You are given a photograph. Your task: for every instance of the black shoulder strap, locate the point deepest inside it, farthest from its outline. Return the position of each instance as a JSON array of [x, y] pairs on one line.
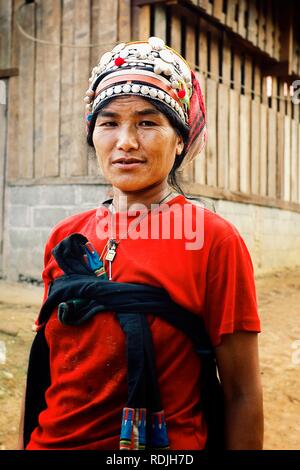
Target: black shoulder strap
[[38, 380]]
==
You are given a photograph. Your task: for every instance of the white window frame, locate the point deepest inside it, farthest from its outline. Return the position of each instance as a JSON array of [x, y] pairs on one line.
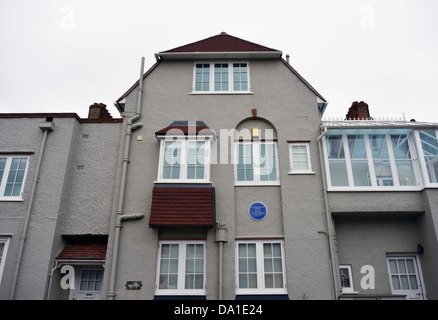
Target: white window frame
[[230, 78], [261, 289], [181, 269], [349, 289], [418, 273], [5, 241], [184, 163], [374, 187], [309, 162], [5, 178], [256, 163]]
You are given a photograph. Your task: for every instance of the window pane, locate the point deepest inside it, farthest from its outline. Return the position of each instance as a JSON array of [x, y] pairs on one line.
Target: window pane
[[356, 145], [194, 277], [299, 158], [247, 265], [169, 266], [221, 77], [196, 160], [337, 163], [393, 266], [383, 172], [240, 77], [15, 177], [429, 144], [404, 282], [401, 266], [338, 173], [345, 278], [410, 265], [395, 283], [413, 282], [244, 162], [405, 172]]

TASK PROMPT -
Format the rows from the line containing "of the window" through the line containing "Target: window pane" as a JSON list of strings, one string per line and no blank lines.

OUTPUT BELOW -
[
  "You are given a photograph. Your task: for every instance of the window pane, locate the point deepest inside it, farthest from its outline. Return the position of each instance as a JSON array of [x, y] pairs on one line.",
  "Target: window pane"
]